Wednesday, December 07, 2005



O que aconteceu com Salman Rushdie? O último livro dele, Shalimar the Clown, é um tremendo fracasso de vendas. Apenas 26 mil exemplares, o que no mercado americano não é nada – menos de 100 mil não conta. Será que é porque foi lançado antes no Brasil?
Eu adorava Salman Rushdie desde que li no, fim dos 90, The Moor’s last sigh. Um romance deslumbrante. Corri pra ler outros e gostei muito de Midnight’s Children e Shame. Já Satanic Verses me irritou. Mal construído, longo demais, com momentos brilhantes mas no conjunto bem pior que os outros. Foi justamentre o livro que levou à absurda fatwa do aiatolá Khomeini condenando Rushdie à morte, não pela má qualidade literária, mas por blasfemar contra o profeta. Leitores e escritores no mundo todo se uniram para repudiar a fatwa. Alguns tradutores do livro foram assassinados. O caso serviu para dividir de um lado as pessoas de bem, que deram apoio incondicional a Rushdie, do outro os canalhas que apoiaram Khomeini, entre eles o escritor John le Carré.
Durante oito anos, Rushdie viveu escondido, protegido por policiais ingleses. Em 1996, aqui em New York, minha mulher Angela encontrou Rushdie sozinho num bar e acendeu o cigarro dele. “Você é louca!”, eu me espantei. “Podia ter explodido!"

Entradas fornecidas:
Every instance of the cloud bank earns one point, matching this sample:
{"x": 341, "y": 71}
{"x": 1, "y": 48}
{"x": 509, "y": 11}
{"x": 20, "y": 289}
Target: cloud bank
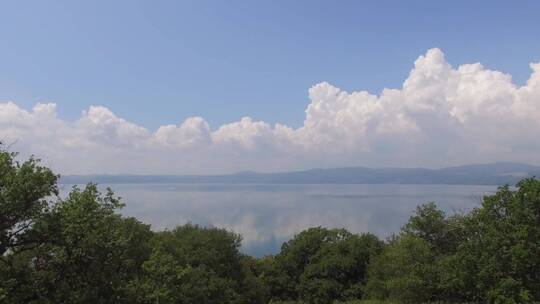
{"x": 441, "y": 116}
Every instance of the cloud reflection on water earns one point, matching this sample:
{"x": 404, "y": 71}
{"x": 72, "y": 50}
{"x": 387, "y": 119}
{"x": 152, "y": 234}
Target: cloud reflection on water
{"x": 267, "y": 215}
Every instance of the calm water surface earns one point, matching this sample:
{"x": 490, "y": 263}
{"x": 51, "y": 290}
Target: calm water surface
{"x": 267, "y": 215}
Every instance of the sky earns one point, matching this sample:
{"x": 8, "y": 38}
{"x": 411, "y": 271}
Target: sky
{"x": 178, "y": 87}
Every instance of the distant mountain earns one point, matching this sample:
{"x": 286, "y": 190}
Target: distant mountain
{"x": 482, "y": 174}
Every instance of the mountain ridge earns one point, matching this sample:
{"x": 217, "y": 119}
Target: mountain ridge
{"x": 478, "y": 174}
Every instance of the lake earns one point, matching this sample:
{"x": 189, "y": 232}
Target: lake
...
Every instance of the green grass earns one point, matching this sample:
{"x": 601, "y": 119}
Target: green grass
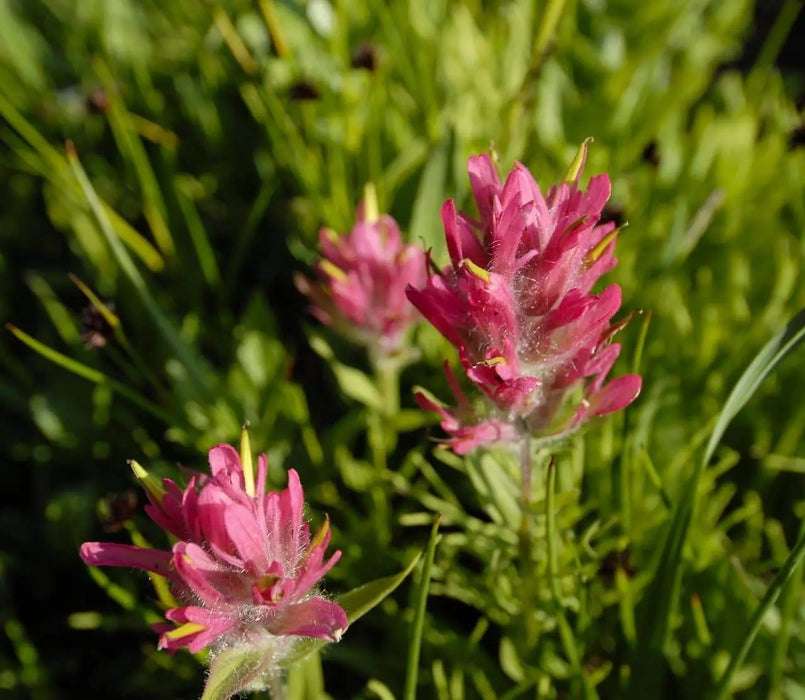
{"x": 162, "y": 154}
...
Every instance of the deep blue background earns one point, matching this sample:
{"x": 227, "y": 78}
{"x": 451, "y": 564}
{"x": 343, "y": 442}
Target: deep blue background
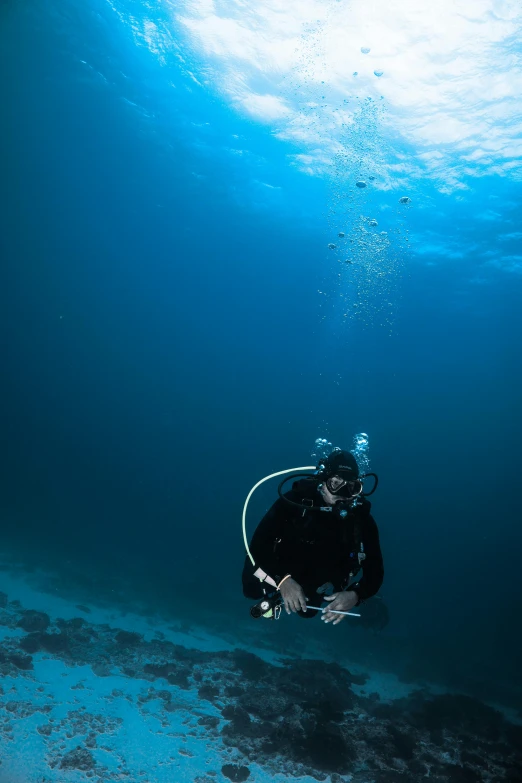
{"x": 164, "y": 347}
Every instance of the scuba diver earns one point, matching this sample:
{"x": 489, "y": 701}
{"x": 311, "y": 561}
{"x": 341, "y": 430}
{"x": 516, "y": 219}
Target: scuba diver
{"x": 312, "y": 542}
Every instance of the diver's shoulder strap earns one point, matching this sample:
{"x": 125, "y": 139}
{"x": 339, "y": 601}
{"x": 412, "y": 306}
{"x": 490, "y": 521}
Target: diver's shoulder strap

Tarefas a fazer:
1. No texto sobre Salman Rushdie, quantos exemplares vendeu o livro Shalimar the Clown?
2. Edite o texto sobre Salman Rushdie: escreva de novo a parte que começa em "Eu adorava Salman" e vai até "John le Carré.", trocando "Satanic Verses" por "Os Versos Satânicos".
3. Prossiga com o texto sobre Salman Rushdie a partir do ponto em que ele termina.

Respostas:
1. Apenas 26 mil exemplares.

2.
Eu adorava Salman Rushdie desde que li no, fim dos 90, The Moor’s last sigh. Um romance deslumbrante. Corri pra ler outros e gostei muito de Midnight’s Children e Shame. Já Os Versos Satânicos me irritou. Mal construído, longo demais, com momentos brilhantes mas no conjunto bem pior que os outros. Foi justamentre o livro que levou à absurda fatwa do aiatolá Khomeini condenando Rushdie à morte, não pela má qualidade literária, mas por blasfemar contra o profeta. Leitores e escritores no mundo todo se uniram para repudiar a fatwa. Alguns tradutores do livro foram assassinados. O caso serviu para dividir de um lado as pessoas de bem, que deram apoio incondicional a Rushdie, do outro os canalhas que apoiaram Khomeini, entre eles o escritor John le Carré.

3.
Ao contrário do que se pensa, a fatwa continua em vigor, mas por baixo do pano o governo iraniano negociou com o governo inglês e retirou a oferta de recompensa de 3 milhões de dólares pela morte de Rushdie, que voltou a aparecer em público em 1998. Desde essa época ele vive em Nova York, onde se casou com a belíssima atriz Padma Lakshmi.

Salman e Padma

Ter virado celebridade não fez bem a Rushdie. Tornou-se figura fácil da A-list de New York. Vendo-o falar, nas várias palestras que assisti, a pose dele é de quem se considera o maior escritor do mundo. Infelizmente os dois últimos livros antes de Shalimar, The Ground beneath her feet e Fury, são péssimos. Os primeiros livros fulguravam com fogos-de-artifício verbais. Os últimos são uma sequência de clichês mal alinhavados. Rushdie ficou Pop. Resolveu parodiar o estilo do “jornalismo” americano centrado em celebridades. Glamour, glitz, buzz são as palavras chave. Um brilho de superfície sem substância. E ainda por cima ele ficou moralista, agora que é o porta-bandeira contra o islamismo radical. Tem todo o direito de atacar os fundamentalistas, coberto de razão em muitos pontos, mas a literatura dele deixou de ser arte para virar um requentado de slogans. O texto perdeu a vida. Por isso não me surpreende o fracasso de Shalimar, que não li.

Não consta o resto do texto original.